• Data shown

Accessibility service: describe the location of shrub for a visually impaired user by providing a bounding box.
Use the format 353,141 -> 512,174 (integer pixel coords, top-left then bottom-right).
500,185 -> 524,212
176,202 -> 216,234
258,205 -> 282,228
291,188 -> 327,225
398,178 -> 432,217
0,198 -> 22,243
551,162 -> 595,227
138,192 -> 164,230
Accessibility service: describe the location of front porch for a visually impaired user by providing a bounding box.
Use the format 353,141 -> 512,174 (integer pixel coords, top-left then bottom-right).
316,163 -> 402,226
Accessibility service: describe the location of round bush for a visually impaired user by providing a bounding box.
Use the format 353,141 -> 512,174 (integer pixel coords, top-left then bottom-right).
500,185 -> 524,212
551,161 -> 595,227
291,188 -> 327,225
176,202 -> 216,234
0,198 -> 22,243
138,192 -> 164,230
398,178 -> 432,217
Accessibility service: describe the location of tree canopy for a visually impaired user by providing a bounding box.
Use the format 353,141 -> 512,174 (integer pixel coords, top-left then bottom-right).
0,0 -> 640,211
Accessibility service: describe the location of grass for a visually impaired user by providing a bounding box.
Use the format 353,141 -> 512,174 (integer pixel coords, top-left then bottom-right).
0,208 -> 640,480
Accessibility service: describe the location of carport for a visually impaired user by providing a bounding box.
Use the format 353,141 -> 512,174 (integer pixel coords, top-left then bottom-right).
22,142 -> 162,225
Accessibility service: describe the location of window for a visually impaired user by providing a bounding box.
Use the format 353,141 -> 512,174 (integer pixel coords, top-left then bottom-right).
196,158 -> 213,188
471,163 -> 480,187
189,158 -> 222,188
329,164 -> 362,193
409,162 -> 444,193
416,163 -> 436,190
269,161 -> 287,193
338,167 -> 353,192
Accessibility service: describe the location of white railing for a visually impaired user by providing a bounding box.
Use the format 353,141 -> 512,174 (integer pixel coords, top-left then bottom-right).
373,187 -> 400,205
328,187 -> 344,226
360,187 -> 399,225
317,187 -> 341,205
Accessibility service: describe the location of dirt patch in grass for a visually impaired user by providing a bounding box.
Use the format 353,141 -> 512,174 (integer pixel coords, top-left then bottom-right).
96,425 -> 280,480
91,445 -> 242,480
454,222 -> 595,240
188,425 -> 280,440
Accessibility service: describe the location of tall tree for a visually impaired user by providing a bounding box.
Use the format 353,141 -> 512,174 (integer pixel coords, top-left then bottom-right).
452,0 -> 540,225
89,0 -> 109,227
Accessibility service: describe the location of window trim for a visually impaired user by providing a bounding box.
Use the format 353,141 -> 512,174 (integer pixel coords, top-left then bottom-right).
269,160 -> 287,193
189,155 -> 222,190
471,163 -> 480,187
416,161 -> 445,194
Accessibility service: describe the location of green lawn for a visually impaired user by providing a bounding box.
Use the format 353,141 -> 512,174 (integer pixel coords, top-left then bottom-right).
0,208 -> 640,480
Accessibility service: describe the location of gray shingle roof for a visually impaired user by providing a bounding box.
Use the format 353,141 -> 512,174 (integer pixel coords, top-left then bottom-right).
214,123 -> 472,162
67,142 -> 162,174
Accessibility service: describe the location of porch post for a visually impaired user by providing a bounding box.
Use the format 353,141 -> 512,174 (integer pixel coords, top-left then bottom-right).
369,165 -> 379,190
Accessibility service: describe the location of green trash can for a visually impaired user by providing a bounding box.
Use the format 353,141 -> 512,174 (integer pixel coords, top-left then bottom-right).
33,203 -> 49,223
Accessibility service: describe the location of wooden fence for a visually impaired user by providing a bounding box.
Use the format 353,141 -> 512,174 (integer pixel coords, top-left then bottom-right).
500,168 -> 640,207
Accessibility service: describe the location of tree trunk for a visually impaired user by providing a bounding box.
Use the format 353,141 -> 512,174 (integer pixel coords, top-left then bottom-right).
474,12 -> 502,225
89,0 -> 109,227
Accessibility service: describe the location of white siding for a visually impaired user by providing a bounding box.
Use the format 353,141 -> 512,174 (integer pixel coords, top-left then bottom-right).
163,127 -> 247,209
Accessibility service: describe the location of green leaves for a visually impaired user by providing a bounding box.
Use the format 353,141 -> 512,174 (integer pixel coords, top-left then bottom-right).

• Given request
Please copy all of the records above word for word, with nothing changed.

• Solved exercise
Accessibility service: describe the location of shrub for a visually impaired user by providing a bounding box.
Use the format 353,141 -> 512,174 (integer pixel coords, top-left then bottom-right).
500,185 -> 524,212
176,202 -> 216,234
258,205 -> 282,228
291,188 -> 327,225
398,178 -> 432,217
0,198 -> 22,243
551,162 -> 595,227
138,192 -> 164,230
Accessibility service: describe the location of front porch for a visually impaired user by providing a bounding box.
Use the format 353,141 -> 512,174 (integer pixel coords, top-left then bottom-right).
316,163 -> 402,226
Accessibility service: describe the location of round bush for a visually impaired user by providing a bounding box.
Use the format 353,141 -> 512,174 (integer pixel coords, top-left then bottom-right).
500,185 -> 524,212
551,161 -> 595,227
291,188 -> 327,225
176,202 -> 216,234
0,198 -> 22,243
138,192 -> 164,230
398,178 -> 432,217
Accessibility service: describe the location of tree canopy for a visually impaired user by providing a bounding box.
Use the format 353,141 -> 512,174 (integer pixel coords, top-left then bottom-right).
0,0 -> 640,211
Accessibility service: describe the location of grass for a visually impaired user by providing a bounding box.
Use the format 353,141 -> 512,174 (integer pixel coords, top-left then bottom-right).
0,208 -> 640,480
Accessibility service: describe the location of carport for a visually impaired user by providing a bounding box.
Use the format 353,141 -> 512,174 (integer pixel coords, top-left then bottom-right).
22,142 -> 162,225
Accessibility service: describe the location of window for a visually impaired user by providing a bounding box.
Use the format 353,141 -> 512,174 (integer pixel coords, top-left then bottom-right).
196,158 -> 213,188
471,163 -> 480,187
189,158 -> 222,188
329,164 -> 362,193
409,162 -> 444,193
416,163 -> 436,190
269,161 -> 287,193
338,167 -> 353,192
Accessibility service: describe the location of white railing for a visually impaired user by providing a bounding box.
Use the format 353,141 -> 512,174 (integer pixel coords, top-left then bottom-right).
373,187 -> 400,205
328,187 -> 344,226
360,187 -> 399,225
317,187 -> 341,205
Accessibility service: describe the location of dirt patch in grass for a visually impaired user by providing a bounding box.
Use the format 353,141 -> 512,174 (integer pixel coords, top-left then bottom-right).
96,425 -> 280,480
91,445 -> 242,480
454,222 -> 595,240
188,425 -> 280,440
Accessibility service: describe the location of tall tree for a visually impaired user by providing a bounding box.
Use the format 353,141 -> 512,174 (integer pixel coords, top-left then bottom-right).
452,0 -> 540,225
89,0 -> 109,227
Accessibility service: describe the location of window trim for a visually impaired user by providing a bounding box.
Use the format 353,141 -> 512,174 (integer pixel coords, top-left then bottom-right).
269,160 -> 287,193
189,155 -> 222,190
471,163 -> 480,187
416,161 -> 445,194
Accessibility service: describe the location of green lawn for a visually impaired user by providing a bounding box.
Use the format 353,141 -> 512,174 (integer pixel coords, top-left then bottom-right).
0,208 -> 640,480
Accessibility service: describe the location of gray shingle roof for a visually impaired user by providing a bounding box.
Use the format 353,141 -> 512,174 (integer pixel coords, top-left then bottom-right).
214,123 -> 472,162
67,142 -> 162,174
Accessibility service: describe the location of porch post for a visually impaired user by providing a bounding box.
Use the format 353,141 -> 512,174 (integer pixel coords, top-left then bottom-right).
369,165 -> 379,190
Accessibility service: describe the location of green trash can for a visually impaired user by providing a bounding box.
Use the format 353,141 -> 512,174 (integer pixel coords, top-left then bottom-right).
33,203 -> 49,223
Accessibility service: describe the location of wooden fence for a visually impaired user by providing a bounding box.
Use the format 353,141 -> 512,174 (integer pixel coords, top-left then bottom-right).
500,168 -> 640,207
Accessibility service: describe the location of tree trunk for a visually impaired user by providing a bounding box.
Use the format 353,141 -> 512,174 (integer pixel coords, top-left then bottom-right).
474,12 -> 502,225
89,0 -> 109,227
Accessibility service: describe the location of white siding for a visually impaired user by providing a bounding box.
Use the format 353,141 -> 512,174 (integer pixel coords, top-left then bottom-right).
163,127 -> 247,209
Accessibility service: describe the location of green leaves for a visually impaired user by providing a bounding box.
Use the format 353,141 -> 512,174 (integer pixel coords, top-left then bottom-right).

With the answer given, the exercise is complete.